[Entries drawn from a collection]
** BEGIN **
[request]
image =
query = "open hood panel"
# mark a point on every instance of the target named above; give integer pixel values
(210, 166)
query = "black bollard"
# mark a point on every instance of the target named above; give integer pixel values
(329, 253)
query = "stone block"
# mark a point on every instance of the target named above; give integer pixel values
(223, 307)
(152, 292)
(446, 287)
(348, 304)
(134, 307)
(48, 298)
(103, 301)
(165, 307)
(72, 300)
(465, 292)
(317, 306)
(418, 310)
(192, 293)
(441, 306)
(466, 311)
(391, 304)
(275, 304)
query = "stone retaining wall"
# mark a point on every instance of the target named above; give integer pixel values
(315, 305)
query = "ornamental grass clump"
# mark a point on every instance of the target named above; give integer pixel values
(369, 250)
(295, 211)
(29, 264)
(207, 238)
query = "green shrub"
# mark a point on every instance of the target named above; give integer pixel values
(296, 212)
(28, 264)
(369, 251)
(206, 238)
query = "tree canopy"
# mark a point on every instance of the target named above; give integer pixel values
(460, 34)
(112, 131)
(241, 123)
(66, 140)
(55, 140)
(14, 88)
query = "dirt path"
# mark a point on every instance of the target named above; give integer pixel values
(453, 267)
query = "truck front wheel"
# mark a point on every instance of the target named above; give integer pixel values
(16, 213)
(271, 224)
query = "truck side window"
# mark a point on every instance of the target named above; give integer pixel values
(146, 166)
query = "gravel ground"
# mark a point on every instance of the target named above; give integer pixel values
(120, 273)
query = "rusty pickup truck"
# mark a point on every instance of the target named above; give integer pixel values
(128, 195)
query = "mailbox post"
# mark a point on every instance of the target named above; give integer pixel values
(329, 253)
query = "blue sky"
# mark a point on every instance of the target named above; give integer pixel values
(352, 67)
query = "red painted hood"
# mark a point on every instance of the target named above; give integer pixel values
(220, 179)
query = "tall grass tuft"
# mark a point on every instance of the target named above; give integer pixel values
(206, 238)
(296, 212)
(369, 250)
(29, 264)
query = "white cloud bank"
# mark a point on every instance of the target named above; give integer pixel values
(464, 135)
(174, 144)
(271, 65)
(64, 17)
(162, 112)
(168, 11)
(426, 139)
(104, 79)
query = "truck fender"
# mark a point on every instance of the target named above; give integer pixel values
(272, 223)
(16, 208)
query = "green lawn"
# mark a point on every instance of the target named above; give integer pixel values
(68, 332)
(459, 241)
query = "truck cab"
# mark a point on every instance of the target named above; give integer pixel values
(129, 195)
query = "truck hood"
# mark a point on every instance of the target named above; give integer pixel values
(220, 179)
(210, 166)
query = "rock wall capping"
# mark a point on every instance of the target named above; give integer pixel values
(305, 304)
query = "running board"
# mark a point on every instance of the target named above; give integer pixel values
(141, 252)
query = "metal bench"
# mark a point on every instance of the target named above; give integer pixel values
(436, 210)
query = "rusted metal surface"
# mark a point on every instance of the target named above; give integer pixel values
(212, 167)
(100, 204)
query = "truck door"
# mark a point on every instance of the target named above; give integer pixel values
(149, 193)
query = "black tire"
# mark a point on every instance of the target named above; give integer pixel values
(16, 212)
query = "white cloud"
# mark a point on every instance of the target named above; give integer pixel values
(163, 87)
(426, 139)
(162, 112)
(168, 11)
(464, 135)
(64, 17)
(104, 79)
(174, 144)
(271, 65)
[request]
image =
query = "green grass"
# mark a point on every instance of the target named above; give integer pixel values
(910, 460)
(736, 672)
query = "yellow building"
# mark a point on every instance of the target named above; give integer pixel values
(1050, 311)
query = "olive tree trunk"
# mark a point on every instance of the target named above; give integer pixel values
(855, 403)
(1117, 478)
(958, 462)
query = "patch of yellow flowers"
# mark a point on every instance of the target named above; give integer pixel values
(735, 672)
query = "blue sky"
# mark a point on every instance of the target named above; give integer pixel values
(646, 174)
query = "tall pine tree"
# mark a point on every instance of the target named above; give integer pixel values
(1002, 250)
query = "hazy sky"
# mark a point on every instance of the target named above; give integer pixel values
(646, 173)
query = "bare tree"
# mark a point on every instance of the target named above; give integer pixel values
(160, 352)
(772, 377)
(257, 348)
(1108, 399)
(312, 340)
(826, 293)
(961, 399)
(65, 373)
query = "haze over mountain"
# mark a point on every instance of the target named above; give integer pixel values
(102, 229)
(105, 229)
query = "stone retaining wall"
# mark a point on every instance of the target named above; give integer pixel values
** END **
Please locate every line in the material above that contains the string "cloud" and copy each of those lines.

query = "white cloud bank"
query = "white cloud"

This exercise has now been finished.